* [Exercise]:
Copy all of the material below word for word, leaving out the pictures.
# # # #
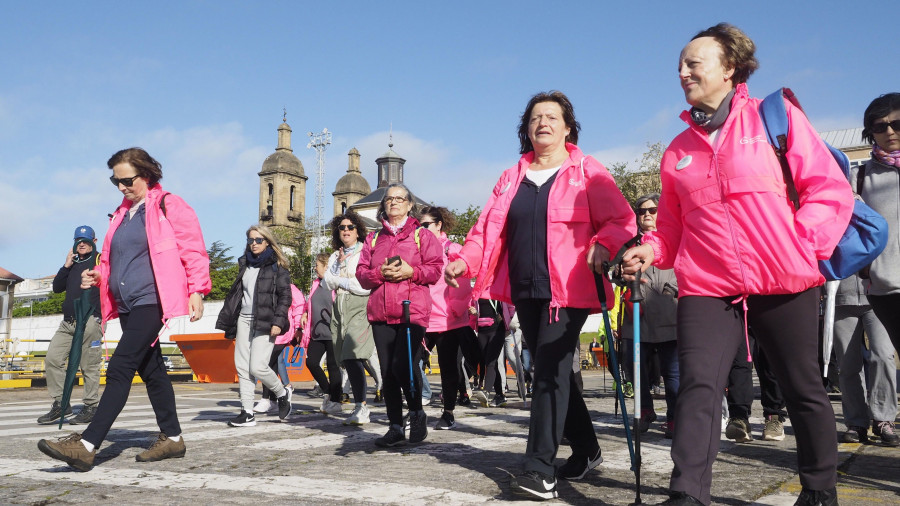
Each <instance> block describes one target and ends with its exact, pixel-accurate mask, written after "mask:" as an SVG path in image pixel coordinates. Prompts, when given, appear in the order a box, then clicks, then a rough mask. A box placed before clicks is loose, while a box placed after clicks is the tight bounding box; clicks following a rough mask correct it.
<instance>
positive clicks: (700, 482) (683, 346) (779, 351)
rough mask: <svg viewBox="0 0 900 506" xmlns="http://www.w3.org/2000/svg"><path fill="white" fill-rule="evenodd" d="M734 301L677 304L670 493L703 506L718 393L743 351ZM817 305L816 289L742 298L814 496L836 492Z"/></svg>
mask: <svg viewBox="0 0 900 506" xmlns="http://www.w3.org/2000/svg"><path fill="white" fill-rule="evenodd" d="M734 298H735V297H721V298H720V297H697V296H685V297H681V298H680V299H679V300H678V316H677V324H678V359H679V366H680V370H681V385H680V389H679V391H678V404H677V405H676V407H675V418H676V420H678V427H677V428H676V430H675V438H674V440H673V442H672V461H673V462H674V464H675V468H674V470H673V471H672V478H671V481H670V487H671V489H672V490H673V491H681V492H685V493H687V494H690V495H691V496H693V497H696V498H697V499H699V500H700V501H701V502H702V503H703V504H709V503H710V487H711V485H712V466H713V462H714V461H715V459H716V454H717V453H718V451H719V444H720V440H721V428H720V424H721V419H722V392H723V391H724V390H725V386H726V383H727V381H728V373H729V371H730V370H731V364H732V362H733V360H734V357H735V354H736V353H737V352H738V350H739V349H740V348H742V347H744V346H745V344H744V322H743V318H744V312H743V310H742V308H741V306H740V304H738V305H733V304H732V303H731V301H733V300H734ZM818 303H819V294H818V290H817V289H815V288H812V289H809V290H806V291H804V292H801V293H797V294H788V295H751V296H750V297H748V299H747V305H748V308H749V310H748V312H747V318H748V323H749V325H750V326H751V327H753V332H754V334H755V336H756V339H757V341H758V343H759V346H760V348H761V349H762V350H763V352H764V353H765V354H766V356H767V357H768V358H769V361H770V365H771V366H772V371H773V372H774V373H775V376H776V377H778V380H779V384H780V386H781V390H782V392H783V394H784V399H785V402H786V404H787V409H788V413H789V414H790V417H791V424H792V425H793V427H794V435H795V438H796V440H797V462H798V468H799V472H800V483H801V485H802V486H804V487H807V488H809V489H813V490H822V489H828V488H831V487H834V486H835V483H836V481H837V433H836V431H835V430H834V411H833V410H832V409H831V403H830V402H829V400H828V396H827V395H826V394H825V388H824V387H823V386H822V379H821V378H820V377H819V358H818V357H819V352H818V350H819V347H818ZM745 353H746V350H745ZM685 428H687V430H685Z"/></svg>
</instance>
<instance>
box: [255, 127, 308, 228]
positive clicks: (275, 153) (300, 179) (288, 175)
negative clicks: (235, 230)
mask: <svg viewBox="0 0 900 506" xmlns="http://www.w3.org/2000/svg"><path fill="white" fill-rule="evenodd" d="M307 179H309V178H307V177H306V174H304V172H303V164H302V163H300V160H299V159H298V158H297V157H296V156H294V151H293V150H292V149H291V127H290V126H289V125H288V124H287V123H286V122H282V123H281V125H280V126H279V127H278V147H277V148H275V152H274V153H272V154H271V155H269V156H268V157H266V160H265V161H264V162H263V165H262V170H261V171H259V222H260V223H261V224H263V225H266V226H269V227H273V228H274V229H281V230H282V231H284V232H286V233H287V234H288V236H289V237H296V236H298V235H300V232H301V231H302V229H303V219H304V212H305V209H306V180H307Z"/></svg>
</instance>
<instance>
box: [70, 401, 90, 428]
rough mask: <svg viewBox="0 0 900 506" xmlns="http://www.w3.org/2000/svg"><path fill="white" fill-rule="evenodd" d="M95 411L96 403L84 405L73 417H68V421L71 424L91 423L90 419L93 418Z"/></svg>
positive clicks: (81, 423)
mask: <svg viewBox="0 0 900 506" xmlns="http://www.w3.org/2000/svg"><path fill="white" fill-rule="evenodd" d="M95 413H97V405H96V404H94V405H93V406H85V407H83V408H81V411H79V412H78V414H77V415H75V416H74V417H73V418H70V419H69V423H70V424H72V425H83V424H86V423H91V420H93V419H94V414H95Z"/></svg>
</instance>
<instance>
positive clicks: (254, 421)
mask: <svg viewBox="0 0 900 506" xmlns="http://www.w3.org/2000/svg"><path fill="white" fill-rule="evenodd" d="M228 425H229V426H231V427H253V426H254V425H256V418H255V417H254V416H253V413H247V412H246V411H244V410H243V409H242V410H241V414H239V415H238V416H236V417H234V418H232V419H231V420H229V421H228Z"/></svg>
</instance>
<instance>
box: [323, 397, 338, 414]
# # # #
* [Response area]:
Each <instance> block describes one target and ends with its exact, pixel-accurate mask, written after "mask:" as an SVG path in image pixel coordinates. Prompts, when given, appear in the order a box, then clicks, then a rough mask. A box placed before clicks is loose, while a box placed after clicks is the tight bounding box; clicks following a rough mask correct it.
<instance>
positive clicks: (700, 482) (683, 346) (779, 351)
rough mask: <svg viewBox="0 0 900 506" xmlns="http://www.w3.org/2000/svg"><path fill="white" fill-rule="evenodd" d="M734 301L677 304L670 493L703 506L718 393L743 351ZM817 305L816 289L742 298L814 496L836 492Z"/></svg>
mask: <svg viewBox="0 0 900 506" xmlns="http://www.w3.org/2000/svg"><path fill="white" fill-rule="evenodd" d="M734 298H735V297H721V298H720V297H697V296H685V297H681V298H680V299H679V300H678V316H677V324H678V359H679V366H680V370H681V385H680V389H679V391H678V404H677V405H676V407H675V418H676V420H678V427H677V428H676V430H675V438H674V440H673V442H672V461H673V462H674V464H675V468H674V470H673V471H672V478H671V481H670V487H671V489H672V490H673V491H681V492H685V493H687V494H690V495H691V496H693V497H696V498H697V499H699V500H700V501H701V502H702V503H703V504H709V503H710V487H711V485H712V466H713V462H714V461H715V459H716V454H717V453H718V451H719V444H720V440H721V428H720V424H721V419H722V392H723V391H724V390H725V386H726V383H727V381H728V373H729V371H730V370H731V364H732V362H733V360H734V357H735V354H736V353H737V352H738V350H739V349H740V348H742V347H744V346H745V344H744V322H743V318H744V312H743V310H742V308H741V306H740V304H738V305H733V304H732V303H731V301H733V300H734ZM818 303H819V294H818V290H817V289H815V288H812V289H809V290H806V291H804V292H801V293H797V294H788V295H751V296H750V297H748V299H747V305H748V308H749V310H748V312H747V318H748V323H749V325H750V326H751V327H753V332H754V334H755V336H756V339H757V341H758V343H759V346H760V348H761V349H762V350H763V352H764V353H765V354H766V356H767V357H768V358H769V361H770V365H771V366H772V371H773V372H774V373H775V376H776V377H778V380H779V384H780V386H781V390H782V392H783V394H784V399H785V402H786V404H787V409H788V413H789V414H790V417H791V424H792V425H793V427H794V435H795V438H796V440H797V462H798V468H799V472H800V483H801V485H802V486H804V487H807V488H809V489H813V490H822V489H828V488H831V487H834V486H835V483H836V481H837V433H836V431H835V430H834V411H833V410H832V409H831V403H830V402H829V400H828V396H827V395H826V394H825V388H824V387H823V386H822V379H821V378H820V377H819V358H818V357H819V352H818V350H819V347H818ZM745 353H746V350H745ZM685 428H687V430H685Z"/></svg>
</instance>
<instance>
box: [255, 127, 308, 228]
positive clicks: (275, 153) (300, 179) (288, 175)
negative clicks: (235, 230)
mask: <svg viewBox="0 0 900 506" xmlns="http://www.w3.org/2000/svg"><path fill="white" fill-rule="evenodd" d="M307 179H309V178H307V177H306V174H304V172H303V164H302V163H300V160H299V159H298V158H297V157H296V156H294V151H293V150H292V149H291V127H290V126H289V125H288V124H287V123H286V122H282V123H281V125H280V126H279V127H278V147H277V148H275V152H274V153H272V154H271V155H269V156H268V157H266V160H265V161H264V162H263V165H262V170H261V171H259V222H260V223H261V224H263V225H266V226H269V227H273V228H274V229H281V230H282V231H284V232H286V233H287V234H288V236H289V237H296V236H298V235H300V232H301V231H302V229H303V219H304V212H305V209H306V180H307Z"/></svg>
</instance>
<instance>
box: [70, 401, 90, 428]
rough mask: <svg viewBox="0 0 900 506" xmlns="http://www.w3.org/2000/svg"><path fill="white" fill-rule="evenodd" d="M95 411L96 403L84 405L73 417H68V421L71 424L91 423L90 419L93 418Z"/></svg>
positive clicks: (81, 423)
mask: <svg viewBox="0 0 900 506" xmlns="http://www.w3.org/2000/svg"><path fill="white" fill-rule="evenodd" d="M95 413H97V405H96V404H94V405H93V406H85V407H83V408H81V411H79V412H78V414H77V415H75V416H74V417H73V418H70V419H69V423H70V424H72V425H83V424H86V423H91V420H93V419H94V414H95Z"/></svg>
</instance>
<instance>
positive clicks: (254, 421)
mask: <svg viewBox="0 0 900 506" xmlns="http://www.w3.org/2000/svg"><path fill="white" fill-rule="evenodd" d="M228 425H229V426H231V427H253V426H254V425H256V418H255V417H254V416H253V413H247V412H246V411H244V410H243V409H242V410H241V414H239V415H238V416H236V417H234V418H232V419H231V420H229V421H228Z"/></svg>
</instance>
<instance>
box: [323, 397, 338, 414]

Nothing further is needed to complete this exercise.